Abbott Eases Some COVID Restrictions In Texas
Gov. Greg Abbott today (Sept 17th) announced that he is easing his coronavirus restrictions on many businesses and is allowing a resumption of elective surgeries in some parts of the state.
Also, the state will allow more visitors at nursing homes that meet certain protocols starting next Thursday.
Abbott did not however reopen bars. While Abbott did not lift his June 26 order closing bars, some have been able to take advantage of a Texas Alcoholic Beverage Commission initiative that lets them be considered restaurants, as long as more than half of their sales are from food.
Governor Abbott said “If we fully reopen Texas without limits without safe practices, it could lead to an unsustainable increase in COVID that would require the possibility of being forced to ratchet back down. The better approach is to safely take strategic steps that help Texans return to jobs, while also protecting them from COVID-19.”
Under Abbott’s new plan, starting Monday, if they’re in a hospital region that for at least seven consecutive days has fewer than 15% of its hospital beds filled with COVID-19 patients, a number of businesses and facilities currently limited to 50% capacity can go to 75%. These include: Restaurants, Retail establishments, Office buildings, Manufacturing facilities, Libraries, Museums and Gyms.
In those areas, effective immediately, he’s also lifting his second prohibition of elective surgeries this year.
Abbott’s statewide mask order remains in effect. “COVID does still exist, and most Texans remain susceptible,” he said.
On nursing homes and other long-term care facilities, the Health and Human Services Commission said that, beginning Sept. 24, each resident will be allowed to designate up to two “essential caregivers” who can visit, provided they’ve tested negative in the previous 14 days and have been trained in proper use of personal protective equipment if the facilities that meet certain standards.
We will keep you updated as more decisions are made concerning restrictions in Texas.

→ **Required actions**:
1. Copy the part of the article on Texas COVID restrictions between "Governor Abbott said" and "Museums and Gyms.", inclusive.
2. List the businesses and facilities that, under the new plan in the article on Texas COVID restrictions, may go from 50% to 75% capacity.

→ **Exercise data**:
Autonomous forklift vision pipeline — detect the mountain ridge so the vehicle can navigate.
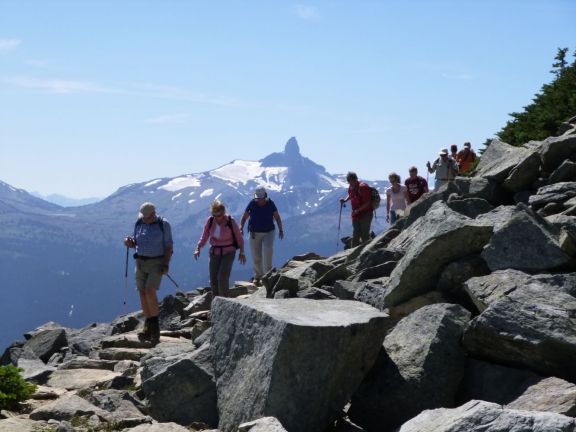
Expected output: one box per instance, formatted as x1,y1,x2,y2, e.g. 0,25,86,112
0,138,387,350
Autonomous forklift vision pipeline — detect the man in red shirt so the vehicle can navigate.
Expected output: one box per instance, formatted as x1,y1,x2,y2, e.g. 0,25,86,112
404,167,428,204
456,142,476,174
340,171,372,247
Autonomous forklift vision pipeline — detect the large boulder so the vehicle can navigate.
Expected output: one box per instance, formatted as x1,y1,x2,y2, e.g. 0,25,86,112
47,369,121,390
238,417,286,432
446,197,494,219
482,204,571,272
464,269,576,312
528,182,576,210
475,139,530,183
506,377,576,417
142,344,218,427
502,152,542,192
463,280,576,381
548,160,576,183
403,181,470,228
398,400,576,432
454,177,506,205
348,303,470,432
458,358,542,405
540,135,576,172
384,202,493,306
23,328,68,363
30,395,108,420
211,297,386,432
66,323,114,356
272,260,335,297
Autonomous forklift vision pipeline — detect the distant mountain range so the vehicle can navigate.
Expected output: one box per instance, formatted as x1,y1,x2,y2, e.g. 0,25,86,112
30,192,102,207
0,138,388,347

→ **Solutions below**:
1.
Governor Abbott said “If we fully reopen Texas without limits without safe practices, it could lead to an unsustainable increase in COVID that would require the possibility of being forced to ratchet back down. The better approach is to safely take strategic steps that help Texans return to jobs, while also protecting them from COVID-19.”
Under Abbott’s new plan, starting Monday, if they’re in a hospital region that for at least seven consecutive days has fewer than 15% of its hospital beds filled with COVID-19 patients, a number of businesses and facilities currently limited to 50% capacity can go to 75%. These include: Restaurants, Retail establishments, Office buildings, Manufacturing facilities, Libraries, Museums and Gyms.

2.
Restaurants
Retail establishments
Office buildings
Manufacturing facilities
Libraries
Museums
Gyms